*** Opening DATA SECTION ***

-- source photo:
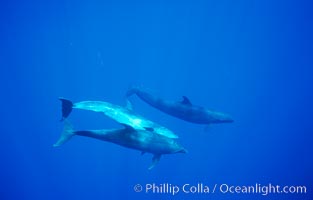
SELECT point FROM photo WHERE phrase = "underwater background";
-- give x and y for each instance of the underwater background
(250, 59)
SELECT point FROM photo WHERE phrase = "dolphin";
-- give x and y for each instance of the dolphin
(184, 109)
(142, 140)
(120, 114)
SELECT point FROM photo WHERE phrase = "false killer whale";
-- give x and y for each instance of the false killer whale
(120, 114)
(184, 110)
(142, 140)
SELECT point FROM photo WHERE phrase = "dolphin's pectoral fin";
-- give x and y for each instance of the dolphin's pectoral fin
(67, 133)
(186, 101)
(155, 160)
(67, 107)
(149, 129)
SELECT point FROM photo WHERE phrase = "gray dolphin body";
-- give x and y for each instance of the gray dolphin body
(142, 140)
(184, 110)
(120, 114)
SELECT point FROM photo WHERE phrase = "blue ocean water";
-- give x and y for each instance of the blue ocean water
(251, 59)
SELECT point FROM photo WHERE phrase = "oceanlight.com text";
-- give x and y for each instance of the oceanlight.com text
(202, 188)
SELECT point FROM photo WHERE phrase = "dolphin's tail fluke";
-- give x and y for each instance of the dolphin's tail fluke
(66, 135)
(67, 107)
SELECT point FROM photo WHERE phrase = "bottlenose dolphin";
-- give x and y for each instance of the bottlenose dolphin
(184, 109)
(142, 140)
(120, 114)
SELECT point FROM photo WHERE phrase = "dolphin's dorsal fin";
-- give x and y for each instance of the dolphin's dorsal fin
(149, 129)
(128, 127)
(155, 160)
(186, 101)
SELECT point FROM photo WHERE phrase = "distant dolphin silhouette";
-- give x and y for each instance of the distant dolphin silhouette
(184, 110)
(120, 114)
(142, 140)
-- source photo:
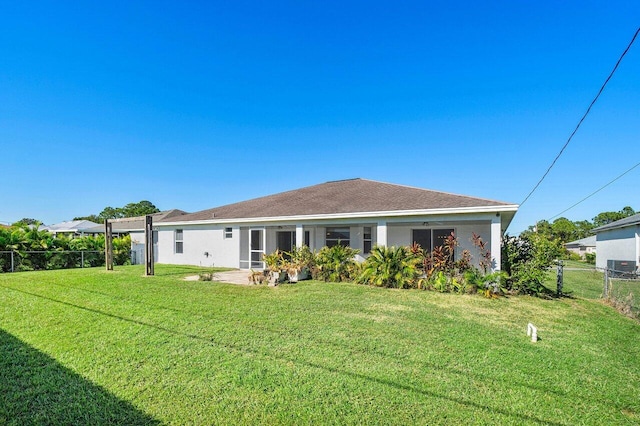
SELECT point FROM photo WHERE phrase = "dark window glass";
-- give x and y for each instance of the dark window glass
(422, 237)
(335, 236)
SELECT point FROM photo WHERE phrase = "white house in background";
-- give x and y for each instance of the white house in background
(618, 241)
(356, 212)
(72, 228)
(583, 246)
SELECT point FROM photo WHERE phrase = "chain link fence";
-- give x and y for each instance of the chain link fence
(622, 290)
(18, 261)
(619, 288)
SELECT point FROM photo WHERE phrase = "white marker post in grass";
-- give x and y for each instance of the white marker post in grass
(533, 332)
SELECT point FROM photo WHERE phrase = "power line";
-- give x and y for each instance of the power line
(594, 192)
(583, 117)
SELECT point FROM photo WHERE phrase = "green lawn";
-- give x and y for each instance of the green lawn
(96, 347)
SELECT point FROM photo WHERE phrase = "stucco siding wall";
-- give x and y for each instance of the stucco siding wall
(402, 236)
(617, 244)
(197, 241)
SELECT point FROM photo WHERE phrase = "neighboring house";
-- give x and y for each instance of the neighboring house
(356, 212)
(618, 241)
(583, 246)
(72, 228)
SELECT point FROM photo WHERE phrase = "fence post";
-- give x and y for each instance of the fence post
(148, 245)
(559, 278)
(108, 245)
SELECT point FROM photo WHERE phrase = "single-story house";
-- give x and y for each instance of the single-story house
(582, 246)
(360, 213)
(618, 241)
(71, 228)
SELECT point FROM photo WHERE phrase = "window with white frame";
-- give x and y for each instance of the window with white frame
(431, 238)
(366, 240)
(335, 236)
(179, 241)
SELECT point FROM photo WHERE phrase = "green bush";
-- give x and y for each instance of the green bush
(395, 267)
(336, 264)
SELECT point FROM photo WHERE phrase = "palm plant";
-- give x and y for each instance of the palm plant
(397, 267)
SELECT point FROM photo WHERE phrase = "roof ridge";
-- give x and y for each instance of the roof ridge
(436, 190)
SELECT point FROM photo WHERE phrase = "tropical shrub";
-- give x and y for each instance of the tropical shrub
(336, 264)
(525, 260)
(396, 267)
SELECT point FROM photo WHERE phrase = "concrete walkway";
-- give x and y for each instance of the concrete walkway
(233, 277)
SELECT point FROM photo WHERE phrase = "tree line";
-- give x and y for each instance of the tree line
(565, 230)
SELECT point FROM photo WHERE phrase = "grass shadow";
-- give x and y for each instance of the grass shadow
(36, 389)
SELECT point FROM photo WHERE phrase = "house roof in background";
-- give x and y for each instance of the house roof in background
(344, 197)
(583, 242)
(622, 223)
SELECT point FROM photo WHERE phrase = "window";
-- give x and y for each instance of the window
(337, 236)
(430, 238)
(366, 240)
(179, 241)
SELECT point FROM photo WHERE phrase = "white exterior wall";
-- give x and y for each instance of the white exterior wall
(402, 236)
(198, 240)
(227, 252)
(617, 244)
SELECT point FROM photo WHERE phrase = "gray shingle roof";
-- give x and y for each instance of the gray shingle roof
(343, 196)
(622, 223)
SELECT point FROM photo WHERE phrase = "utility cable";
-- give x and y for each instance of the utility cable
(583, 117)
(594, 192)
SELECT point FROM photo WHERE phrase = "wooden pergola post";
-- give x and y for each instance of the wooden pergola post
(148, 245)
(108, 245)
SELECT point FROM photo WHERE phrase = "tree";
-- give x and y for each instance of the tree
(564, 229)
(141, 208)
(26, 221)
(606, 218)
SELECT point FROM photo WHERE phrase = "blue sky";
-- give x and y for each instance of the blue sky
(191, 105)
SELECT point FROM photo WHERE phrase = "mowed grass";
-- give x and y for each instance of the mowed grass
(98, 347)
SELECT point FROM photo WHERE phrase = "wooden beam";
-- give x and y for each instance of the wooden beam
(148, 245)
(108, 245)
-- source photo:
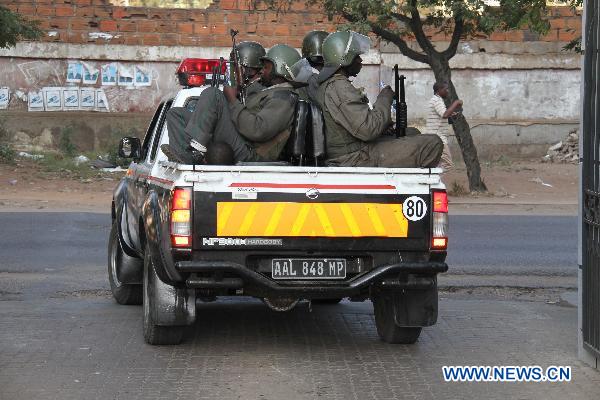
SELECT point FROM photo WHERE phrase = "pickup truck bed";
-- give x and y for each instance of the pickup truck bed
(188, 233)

*** Closing DATA SECTION ***
*** Opening DATA SECTION ***

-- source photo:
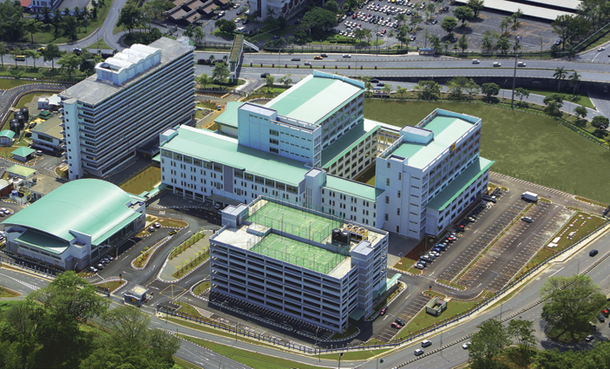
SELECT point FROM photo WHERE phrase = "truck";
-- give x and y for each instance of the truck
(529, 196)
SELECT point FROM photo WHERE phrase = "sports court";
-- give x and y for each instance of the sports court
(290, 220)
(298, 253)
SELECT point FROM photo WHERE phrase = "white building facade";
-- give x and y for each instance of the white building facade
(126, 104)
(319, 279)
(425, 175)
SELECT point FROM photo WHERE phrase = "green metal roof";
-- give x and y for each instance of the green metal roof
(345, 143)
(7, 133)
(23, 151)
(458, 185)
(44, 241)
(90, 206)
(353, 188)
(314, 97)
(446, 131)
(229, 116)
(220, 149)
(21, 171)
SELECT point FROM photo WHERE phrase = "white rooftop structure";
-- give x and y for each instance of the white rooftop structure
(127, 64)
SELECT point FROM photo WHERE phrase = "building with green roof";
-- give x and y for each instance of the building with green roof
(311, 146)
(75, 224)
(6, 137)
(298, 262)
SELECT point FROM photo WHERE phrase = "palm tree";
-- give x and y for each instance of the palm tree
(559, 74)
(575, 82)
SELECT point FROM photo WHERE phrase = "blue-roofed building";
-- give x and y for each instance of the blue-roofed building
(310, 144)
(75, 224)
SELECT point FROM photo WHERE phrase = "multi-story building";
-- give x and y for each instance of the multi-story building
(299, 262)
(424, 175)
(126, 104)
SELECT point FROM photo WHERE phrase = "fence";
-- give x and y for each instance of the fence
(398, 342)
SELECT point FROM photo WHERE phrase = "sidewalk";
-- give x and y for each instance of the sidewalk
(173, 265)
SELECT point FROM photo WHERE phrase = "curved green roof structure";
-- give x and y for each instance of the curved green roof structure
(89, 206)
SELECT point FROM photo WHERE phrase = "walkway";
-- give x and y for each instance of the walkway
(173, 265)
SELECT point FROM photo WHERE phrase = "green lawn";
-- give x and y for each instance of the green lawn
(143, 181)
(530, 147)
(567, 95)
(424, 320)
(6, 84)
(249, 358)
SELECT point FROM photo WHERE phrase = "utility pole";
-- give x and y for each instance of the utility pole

*** Closing DATA SECTION ***

-- ASSIGNED TASK --
The answer must be a single number: how many lines of the records contain the string "pole".

-- OUTPUT BELOW --
2